- _Work to complete_:
Make an exact copy of all the records, one that contains none of the pictures.

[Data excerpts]
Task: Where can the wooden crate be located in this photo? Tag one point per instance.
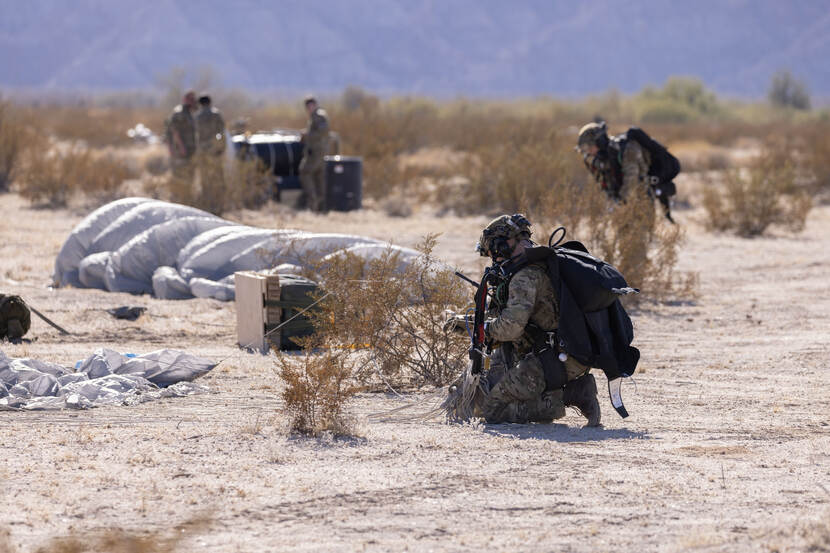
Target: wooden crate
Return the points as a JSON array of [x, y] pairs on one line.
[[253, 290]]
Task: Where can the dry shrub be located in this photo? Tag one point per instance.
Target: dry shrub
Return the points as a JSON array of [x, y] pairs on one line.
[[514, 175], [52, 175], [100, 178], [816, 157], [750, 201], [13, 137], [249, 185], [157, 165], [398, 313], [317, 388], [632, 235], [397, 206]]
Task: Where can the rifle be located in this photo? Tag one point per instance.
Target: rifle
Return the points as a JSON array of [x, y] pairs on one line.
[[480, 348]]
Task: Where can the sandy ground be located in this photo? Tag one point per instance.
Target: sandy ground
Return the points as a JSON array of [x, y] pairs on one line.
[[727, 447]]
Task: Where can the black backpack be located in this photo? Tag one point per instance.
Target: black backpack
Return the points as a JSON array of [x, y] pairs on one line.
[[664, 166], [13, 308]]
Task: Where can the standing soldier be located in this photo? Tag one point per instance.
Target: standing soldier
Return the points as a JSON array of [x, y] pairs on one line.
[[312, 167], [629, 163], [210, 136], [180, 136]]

- _Solution to the exercise_:
Task: Where can the wooden crate be located in this photo? Tag one point per instance.
Target: wooden crate
Return the points as a JSON array of [x, y] pairs on one line.
[[253, 290]]
Task: Where can the dry shrub be located in this photo? Tag one point per instance.
Target: dry shrub
Return the points as a JSON array of [x, y] pairs on one line.
[[514, 175], [52, 175], [100, 178], [816, 157], [750, 201], [13, 137], [249, 185], [157, 165], [398, 313], [317, 388], [632, 235], [397, 206]]
Task: Where can the rifle be located in this photo? Tag one point per instance.
Target: rifle
Return the points as a JSON array of [x, y] pairs on one line.
[[480, 348]]
Task: Where can the sandy ground be located in this photo? Tag one point per instance.
Target: sandy ground
Return the points as a JSON array of [x, y] pairs on one line.
[[727, 447]]
Task: Where can the black backpack be located in this photo? Tag one point per instance.
Target: black backpack
Return the points as a JSON array of [x, y] pairs on one line.
[[664, 166], [13, 308]]
Task: Where can the standing soldier be located in this photo? Tag one point per instance.
Target: standing soldier
Return the points as a JSON array of [x, y] pairs on one line.
[[312, 167], [629, 163], [210, 136], [180, 136]]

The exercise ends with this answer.